======== Fragmento del texto ========

La promulgación de una enjundiosa lista de actividades a las cuales, a tenor de los reajustes del modelo económico nacional, ya pueden dedicarse los cubanos para ganar “por cuenta propia” el sustento, trajo consigo el reverdecimiento de una añeja práctica: la de pregonar los productos y servicios mientras el ofertante deambula (la mayoría de las veces sin rumbo fijo) por las calles de su localidad o barrio. Resulta obvio que, como estrategia de marketing, el voceo a pleno pulmón constituye una herramienta primitiva —aunque eficaz, sin lugar a dudas, tomando en cuenta el número de personas que suelen echar mano a la misma en La Habana del siglo XXI.

El pregón llena una parte importante de nuestra cultura, podría alegar alguien (sin que le falte razón, por cierto). Puede que sí, que a las tradiciones —como a las viejas costumbres— resulte imprescindible acudir a veces, en esa especie de indagación espiritual que nos conduce al autorreconocimiento como nación y a la prefiguración de un futuro que debe, por fuerza, encontrar asiento en el pasado histórico.

Otra cosa es la actualización (por imperativo de la realidad) de esquemas hace tiempo superados por obra y gracia del desarrollo tecnológico. Dicho de modo más simple: porque la vida ha seguido su inevitable curso y las ocupaciones y oficios que han perdido razón de ser no pueden (o no deben) ser resucitados, salvo como parte de un programa diseñado expresamente para su rescate como manifestación cultural (si fuera el caso).

De modo que no encuentro —como usuario, como consumidor, como cliente— demasiado sentido a que, por ejemplo, dos o más reparadores de colchones pregonen su ofrecimiento el mismo día, a la misma hora y en la misma cuadra. En el mundo contemporáneo suelen emplearse tácticas mucho más efectivas y menos molestas —opinando también desde mi condición de vecino.

Los agromercados de la capital cubana se han mudado a las esquinas. En los incontables carricoches que circulan por mi zona pueden hallarse, con insignificantes diferencias de precio, más o menos los mismos productos a que antes se accedía con exclusividad en las tarimas de Gervasio y San Rafael, o en cualquiera de los establecimientos de su tipo que operan con base en la relación oferta–demanda. Pudiera suponerse: ¿no es una ventaja? A primera vista, sí. Uno se ahorra tiempo —si no dinero— y puede darse el lujo de escoger entre los plátanos que ofrecen uno y otro vendedor, sin alejarse demasiado de su entorno.

Sin embargo, la huella de tales comerciantes —estrictamente nómadas, de acuerdo con la regulación jurídica vigente— puede descubrirse como rastro de caracol sobre el pavimento, o bien junto a la acera donde de momento aparcaron para efectuar una venta. Sucede que los productos del agro —rara vez sujetos a procedimientos previos de limpieza— no pueden manipularse sin dejar la pista. Los residuos del trasiego agroalimentario persisten durante días a la vista de los transeúntes, sin que nadie manifieste su inquietud al respecto.

======== Extracto de datos ========

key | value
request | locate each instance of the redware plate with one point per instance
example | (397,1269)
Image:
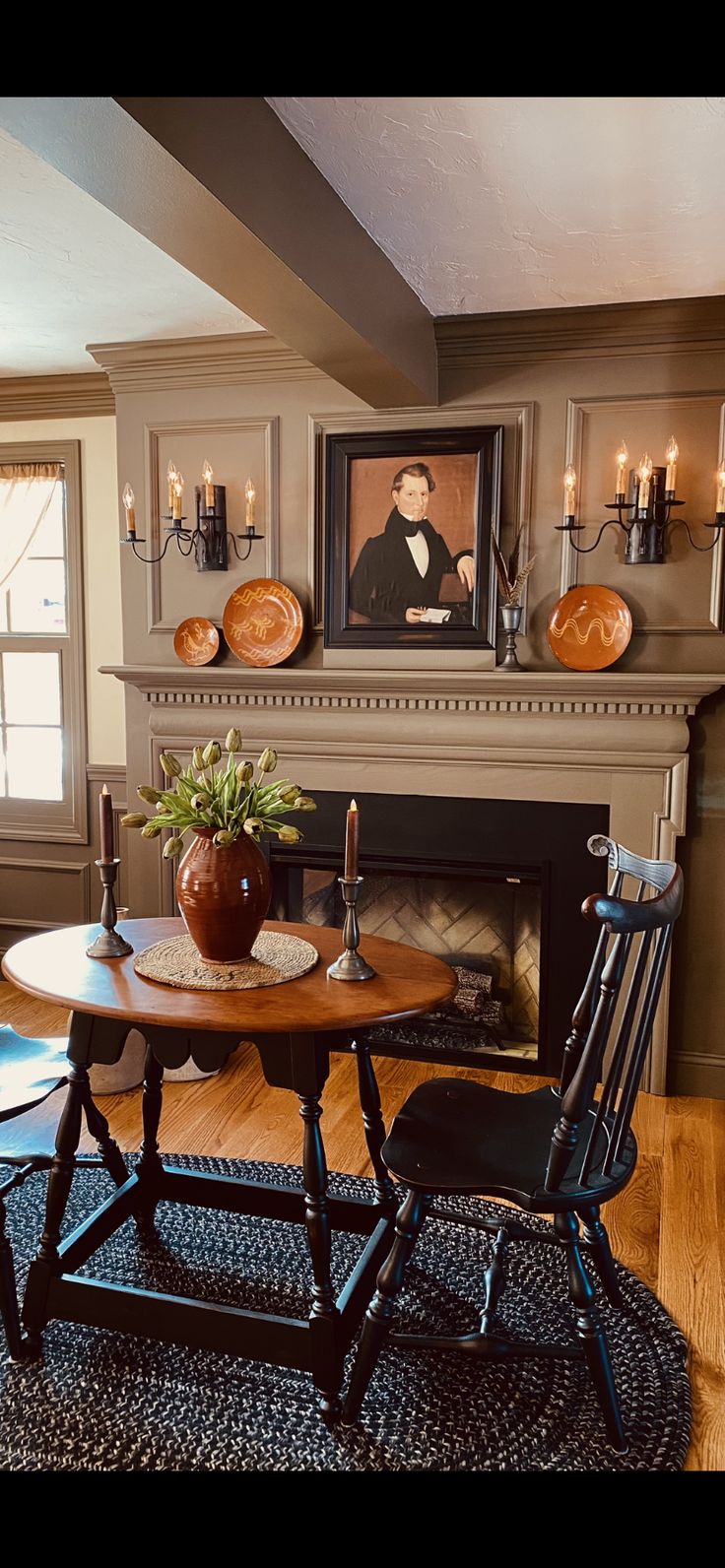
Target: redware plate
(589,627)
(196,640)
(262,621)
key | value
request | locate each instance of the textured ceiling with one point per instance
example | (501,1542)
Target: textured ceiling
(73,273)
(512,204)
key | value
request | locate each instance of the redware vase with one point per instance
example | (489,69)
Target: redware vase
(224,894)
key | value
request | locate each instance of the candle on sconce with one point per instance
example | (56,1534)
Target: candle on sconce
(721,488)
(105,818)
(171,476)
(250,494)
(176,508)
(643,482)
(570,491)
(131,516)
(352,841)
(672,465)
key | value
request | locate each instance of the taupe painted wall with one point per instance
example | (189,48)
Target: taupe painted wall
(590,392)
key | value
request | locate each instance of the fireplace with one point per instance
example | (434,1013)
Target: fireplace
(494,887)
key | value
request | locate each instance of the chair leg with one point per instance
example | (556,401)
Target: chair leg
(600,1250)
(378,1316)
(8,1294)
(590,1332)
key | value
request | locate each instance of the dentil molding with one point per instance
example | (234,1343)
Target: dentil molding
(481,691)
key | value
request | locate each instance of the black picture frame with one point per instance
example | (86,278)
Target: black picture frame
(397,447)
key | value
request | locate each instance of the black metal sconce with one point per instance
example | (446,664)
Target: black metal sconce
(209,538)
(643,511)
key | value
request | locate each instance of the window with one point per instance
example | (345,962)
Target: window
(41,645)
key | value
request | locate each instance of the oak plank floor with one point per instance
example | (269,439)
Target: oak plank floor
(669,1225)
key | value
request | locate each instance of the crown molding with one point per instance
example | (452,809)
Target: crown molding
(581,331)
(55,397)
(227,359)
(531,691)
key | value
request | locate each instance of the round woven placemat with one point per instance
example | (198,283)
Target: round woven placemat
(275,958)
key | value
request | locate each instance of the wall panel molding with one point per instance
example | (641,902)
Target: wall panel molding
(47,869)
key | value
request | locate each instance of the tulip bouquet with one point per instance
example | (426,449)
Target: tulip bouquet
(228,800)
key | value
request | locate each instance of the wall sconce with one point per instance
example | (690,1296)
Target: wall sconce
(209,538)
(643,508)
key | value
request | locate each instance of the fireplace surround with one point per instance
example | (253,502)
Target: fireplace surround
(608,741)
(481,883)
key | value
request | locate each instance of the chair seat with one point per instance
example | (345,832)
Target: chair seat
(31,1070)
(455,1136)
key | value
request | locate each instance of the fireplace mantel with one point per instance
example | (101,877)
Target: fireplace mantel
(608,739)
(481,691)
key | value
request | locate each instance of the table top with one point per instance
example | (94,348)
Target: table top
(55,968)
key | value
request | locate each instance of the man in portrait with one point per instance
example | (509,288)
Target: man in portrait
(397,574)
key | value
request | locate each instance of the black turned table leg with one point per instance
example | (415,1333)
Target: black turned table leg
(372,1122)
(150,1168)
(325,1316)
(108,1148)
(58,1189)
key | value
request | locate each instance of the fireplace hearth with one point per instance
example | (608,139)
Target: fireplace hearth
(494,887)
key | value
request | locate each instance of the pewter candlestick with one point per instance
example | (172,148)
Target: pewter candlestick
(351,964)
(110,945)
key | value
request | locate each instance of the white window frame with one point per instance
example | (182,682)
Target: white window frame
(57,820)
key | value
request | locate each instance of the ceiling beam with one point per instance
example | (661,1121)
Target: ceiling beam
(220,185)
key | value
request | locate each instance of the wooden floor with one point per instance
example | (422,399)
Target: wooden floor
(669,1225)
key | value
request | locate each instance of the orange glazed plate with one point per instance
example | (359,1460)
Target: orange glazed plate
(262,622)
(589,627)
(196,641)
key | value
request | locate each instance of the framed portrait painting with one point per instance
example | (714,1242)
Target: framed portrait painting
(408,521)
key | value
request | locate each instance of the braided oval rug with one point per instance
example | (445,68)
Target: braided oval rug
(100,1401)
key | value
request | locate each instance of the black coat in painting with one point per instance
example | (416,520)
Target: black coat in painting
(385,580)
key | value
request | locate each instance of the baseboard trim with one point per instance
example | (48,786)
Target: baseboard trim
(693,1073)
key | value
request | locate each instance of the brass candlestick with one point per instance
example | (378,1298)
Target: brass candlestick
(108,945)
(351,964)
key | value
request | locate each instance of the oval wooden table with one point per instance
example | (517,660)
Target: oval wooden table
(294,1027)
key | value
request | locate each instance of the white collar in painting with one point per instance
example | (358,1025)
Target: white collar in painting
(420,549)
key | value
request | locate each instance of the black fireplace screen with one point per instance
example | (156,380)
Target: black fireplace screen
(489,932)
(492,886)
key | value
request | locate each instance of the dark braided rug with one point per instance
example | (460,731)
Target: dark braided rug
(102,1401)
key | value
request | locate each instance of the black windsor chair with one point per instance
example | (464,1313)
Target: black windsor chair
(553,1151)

========

§ **Conjunto de tareas**
- a) Traduce al inglés esta oración del fragmento del texto: "Los agromercados de la capital cubana se han mudado a las esquinas."
- b) Busca en las filas cada línea que contenga la palabra "windsor" y cópiala.

§ **Respuestas**
- a) The farmers' markets of the Cuban capital have moved to the street corners.

- b)
request | locate each instance of the black windsor chair with one point per instance
Target: black windsor chair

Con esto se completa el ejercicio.